Copy out all of the material below line for line, keeping every character as it is.
===== Listed entries
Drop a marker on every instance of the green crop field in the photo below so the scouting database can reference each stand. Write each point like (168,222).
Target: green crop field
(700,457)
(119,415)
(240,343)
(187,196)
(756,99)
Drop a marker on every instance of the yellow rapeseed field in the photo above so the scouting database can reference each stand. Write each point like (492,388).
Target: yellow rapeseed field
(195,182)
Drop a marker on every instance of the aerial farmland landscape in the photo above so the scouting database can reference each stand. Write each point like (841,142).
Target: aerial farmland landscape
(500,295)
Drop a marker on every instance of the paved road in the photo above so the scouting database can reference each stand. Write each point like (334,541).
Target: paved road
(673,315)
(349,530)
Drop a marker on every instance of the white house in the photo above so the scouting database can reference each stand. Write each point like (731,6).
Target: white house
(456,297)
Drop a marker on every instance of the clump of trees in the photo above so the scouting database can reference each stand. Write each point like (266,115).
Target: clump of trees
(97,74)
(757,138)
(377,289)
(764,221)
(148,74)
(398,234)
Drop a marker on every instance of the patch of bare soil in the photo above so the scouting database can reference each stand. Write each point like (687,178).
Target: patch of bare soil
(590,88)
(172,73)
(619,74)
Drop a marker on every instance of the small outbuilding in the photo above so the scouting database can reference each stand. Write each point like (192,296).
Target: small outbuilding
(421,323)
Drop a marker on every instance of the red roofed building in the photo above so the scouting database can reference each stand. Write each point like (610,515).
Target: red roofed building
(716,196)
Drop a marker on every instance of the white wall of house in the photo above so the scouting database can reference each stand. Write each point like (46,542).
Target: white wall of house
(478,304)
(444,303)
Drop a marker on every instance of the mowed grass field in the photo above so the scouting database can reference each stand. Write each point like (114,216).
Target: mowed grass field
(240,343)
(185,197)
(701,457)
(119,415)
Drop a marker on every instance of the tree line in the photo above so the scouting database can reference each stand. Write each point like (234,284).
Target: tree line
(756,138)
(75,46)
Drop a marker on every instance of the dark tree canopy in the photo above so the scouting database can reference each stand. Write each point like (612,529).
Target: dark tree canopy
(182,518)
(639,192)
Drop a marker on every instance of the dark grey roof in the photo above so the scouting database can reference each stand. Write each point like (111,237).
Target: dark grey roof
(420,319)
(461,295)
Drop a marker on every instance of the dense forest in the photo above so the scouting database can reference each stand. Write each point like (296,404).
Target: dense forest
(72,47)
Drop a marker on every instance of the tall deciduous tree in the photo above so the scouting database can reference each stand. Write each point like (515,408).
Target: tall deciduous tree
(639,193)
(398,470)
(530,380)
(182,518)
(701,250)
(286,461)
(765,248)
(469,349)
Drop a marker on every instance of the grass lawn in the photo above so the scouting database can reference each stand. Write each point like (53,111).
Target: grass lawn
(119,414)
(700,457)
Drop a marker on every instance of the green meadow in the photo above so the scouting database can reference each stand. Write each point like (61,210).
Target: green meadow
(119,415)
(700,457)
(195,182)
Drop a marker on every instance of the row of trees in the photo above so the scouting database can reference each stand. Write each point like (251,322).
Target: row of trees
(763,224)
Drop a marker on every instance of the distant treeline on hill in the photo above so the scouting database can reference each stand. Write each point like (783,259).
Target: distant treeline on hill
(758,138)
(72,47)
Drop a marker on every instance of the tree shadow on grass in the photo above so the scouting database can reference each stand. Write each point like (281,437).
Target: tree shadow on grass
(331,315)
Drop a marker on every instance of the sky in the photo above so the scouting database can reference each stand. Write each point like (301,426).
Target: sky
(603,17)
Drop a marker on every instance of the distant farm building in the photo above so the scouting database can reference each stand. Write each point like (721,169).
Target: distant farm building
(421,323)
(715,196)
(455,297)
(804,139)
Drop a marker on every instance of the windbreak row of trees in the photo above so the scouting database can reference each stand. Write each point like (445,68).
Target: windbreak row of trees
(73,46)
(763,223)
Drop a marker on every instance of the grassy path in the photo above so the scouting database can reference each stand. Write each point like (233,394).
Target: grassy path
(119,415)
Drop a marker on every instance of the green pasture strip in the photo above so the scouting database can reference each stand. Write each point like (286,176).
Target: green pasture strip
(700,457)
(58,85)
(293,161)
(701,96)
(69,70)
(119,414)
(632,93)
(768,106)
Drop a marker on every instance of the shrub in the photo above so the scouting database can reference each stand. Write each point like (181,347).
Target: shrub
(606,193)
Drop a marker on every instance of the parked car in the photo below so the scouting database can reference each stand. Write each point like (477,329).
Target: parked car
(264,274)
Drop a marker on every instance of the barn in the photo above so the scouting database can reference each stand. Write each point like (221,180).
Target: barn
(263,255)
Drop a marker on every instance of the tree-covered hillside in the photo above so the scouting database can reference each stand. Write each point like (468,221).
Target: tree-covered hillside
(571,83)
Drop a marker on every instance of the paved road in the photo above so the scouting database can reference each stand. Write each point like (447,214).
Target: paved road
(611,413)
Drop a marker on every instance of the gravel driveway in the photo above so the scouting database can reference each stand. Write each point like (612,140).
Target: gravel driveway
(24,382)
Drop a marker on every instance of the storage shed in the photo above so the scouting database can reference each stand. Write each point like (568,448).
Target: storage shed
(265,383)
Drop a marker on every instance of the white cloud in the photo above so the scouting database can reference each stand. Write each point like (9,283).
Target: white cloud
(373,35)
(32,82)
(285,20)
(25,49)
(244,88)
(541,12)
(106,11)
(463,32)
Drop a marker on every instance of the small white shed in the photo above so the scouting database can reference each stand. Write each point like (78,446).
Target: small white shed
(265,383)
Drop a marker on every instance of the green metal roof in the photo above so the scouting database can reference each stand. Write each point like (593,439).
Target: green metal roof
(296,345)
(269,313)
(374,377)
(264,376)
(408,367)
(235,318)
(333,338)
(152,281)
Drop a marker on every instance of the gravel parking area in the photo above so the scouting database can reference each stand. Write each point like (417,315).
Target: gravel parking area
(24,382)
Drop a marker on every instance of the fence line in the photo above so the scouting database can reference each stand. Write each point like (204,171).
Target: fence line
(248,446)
==========
The solution:
Drop a marker on every instance of the green crop field in the photo below so the scouting database can reference each stand. Write each point like (168,222).
Target: green crop field
(700,457)
(119,415)
(240,343)
(187,196)
(756,99)
Drop a marker on every instance of the yellow rapeseed field in the photo above so the scouting database can reference each stand. Write each point like (492,388).
Target: yellow rapeseed field
(195,182)
Drop a marker on every instance of the aerial farmland landscape in the photo above so the scouting database can reference each stand. Write each point like (841,142).
Target: aerial farmland landscape
(500,295)
Drop a marker on every instance of the paved road in the photo above so the scouting database can reference each stand. Write each point like (334,541).
Target: paved road
(673,315)
(349,530)
Drop a marker on every instance of the white house in the photo above so the scouting database can reference each stand. Write each point like (731,6).
Target: white house
(456,297)
Drop a marker on every instance of the clump of trees in the photo above so the scouting database can reference each stand. Write each point like (266,115).
Target: clump of trees
(97,74)
(757,138)
(377,289)
(764,221)
(148,74)
(398,234)
Drop a marker on every instance of the patch of bare soil in the photo above so the scouting database can reference each stand. Write each point like (687,178).
Target: patch of bare soil
(590,88)
(172,73)
(619,74)
Drop a marker on every instance of the small outbuilding in the photo above so the scouting database can reference each stand. Write each point like (192,296).
Target: small outbuilding
(421,323)
Drop a marker on every instance of the red roofed building in the photo above so the scouting database can reference each stand. Write each point like (610,515).
Target: red roofed building
(716,196)
Drop a marker on every instance of the white wall of house in the photo above so the scouting database can reference each stand. Write each point like (46,542).
Target: white wall of house
(478,304)
(444,303)
Drop a marker on every instance of the mowed grass field in the photo above so the scouting database can reference each stand. Write each point like (114,216).
Target: mowed grass field
(240,343)
(185,197)
(701,457)
(119,415)
Drop a marker on every instance of the tree line in the photo above so the scouting database can reference each stand. Write each point like (234,284).
Target: tree line
(756,138)
(75,46)
Drop a marker on every instance of the dark tree canopy in the photo above so the scouting database can reference each stand. Write each point like (612,529).
Target: dark tree canopy
(182,518)
(639,192)
Drop a marker on every instance of the dark grey roof in the photo above so the scouting database can reference each stand. Write each point like (111,237).
Target: dark grey roof
(420,319)
(461,295)
Drop a marker on every instance of the dense forest in the photo above so the scouting database can reference each stand. Write each point like (296,404).
Target: dense forest
(72,47)
Drop a marker on every instance of the tall deciduous tree in the photo above so the scouting database can reference each stand. Write each point like (515,408).
Target: tall deciduous tree
(639,193)
(398,470)
(530,380)
(182,518)
(701,250)
(286,461)
(765,248)
(469,349)
Drop a marker on every instance of the grass lawn in the photo above so the scouting database can reference each stand. Write each point like (53,111).
Target: grass lawn
(119,414)
(700,457)
Drop a marker on every instance of the green meadow in the photo above so the scouting database can reference each stand. Write each point like (61,210).
Target: green meadow
(119,415)
(700,457)
(195,182)
Drop a marker on every instance of the row of trees in the photo above so the scouting database can reference each stand. Write each point like (251,322).
Target: row of trees
(763,224)
Drop a marker on every instance of the distant treeline on hill in the photo above so the scouting database can reference each stand. Write each point like (783,259).
Target: distant treeline on hill
(758,138)
(72,47)
Drop a marker on every instance of the tree shadow on grass in the photo above so the scouting database can reference each stand. Write each point like (281,437).
Target: tree shadow on grass
(331,315)
Drop a marker on every instance of the sky in the photo above so the scouting database can reference each stand. Write each point like (301,426).
Target: sky
(603,17)
Drop a marker on every instance of the distant farm building in the photo above so the scouting database can reference each stand. Write each point like (721,169).
Target: distant farm building
(421,323)
(715,196)
(455,297)
(804,139)
Drop a marker on every instance of the windbreak row of trees in the photo above so the scouting database can reference each stand. Write each point like (445,68).
Target: windbreak row of trees
(73,46)
(763,223)
Drop a marker on every instance of the grassy path in the photo above so the scouting database can reference each stand. Write each point like (233,394).
Target: grassy path
(119,415)
Drop a marker on every instance of the green pasture strip in the photo above so the scouting database can reference each stand. Write each point like (286,176).
Target: green pasture strip
(700,457)
(58,85)
(293,161)
(701,96)
(69,70)
(119,414)
(632,93)
(768,106)
Drop a marker on every instance of the shrub in the photo above so the scouting database can reference each stand. Write each point like (181,347).
Target: shrub
(606,193)
Drop a marker on every instance of the parked car in the photo below so the scouting database can reference each stand. Write each point like (477,329).
Target: parked car
(264,274)
Drop a marker on every instance of the barn in the photo above so the scouting database can reference each stand. Write each point like (221,180).
Target: barn
(263,255)
Drop a marker on every instance of the tree-covered hillside in the photo above so the scouting database can reference each stand. Write each point like (468,221).
Target: tree-covered hillside
(571,83)
Drop a marker on every instance of the paved road in the photo above so the scouting database can reference each stand. Write each point like (447,214).
Target: paved road
(611,413)
Drop a marker on every instance of the gravel driveway in the photo above so the scouting database can reference each stand. Write each point like (612,140).
Target: gravel driveway
(24,382)
Drop a marker on every instance of the storage shed in the photo above so the scouting database can reference each stand. Write each point like (568,448).
Target: storage shed
(265,383)
Drop a marker on every instance of the white cloud in the photo above so the scouting database can reference each stand. Write each point like (9,283).
Target: white cloud
(373,35)
(32,82)
(285,20)
(25,49)
(244,88)
(541,12)
(106,11)
(463,32)
Drop a marker on every instance of the small white shed in the photo above so the scouting database can reference each stand. Write each point like (78,446).
Target: small white shed
(265,383)
Drop a marker on every instance of the green metal roof in the photo above so the scouting database can reference each stand. Write each point like (593,439).
Target: green metal roof
(296,345)
(269,313)
(374,377)
(264,376)
(408,367)
(235,318)
(333,338)
(152,281)
Drop a marker on every instance of the gravel parking area in the photo above so the scouting database can reference each stand. Write each point like (417,315).
Target: gravel parking area
(24,382)
Drop a marker on every instance of the fence line in the photo above so the scouting database can reference each stand. Write each point like (204,171).
Target: fence line
(248,446)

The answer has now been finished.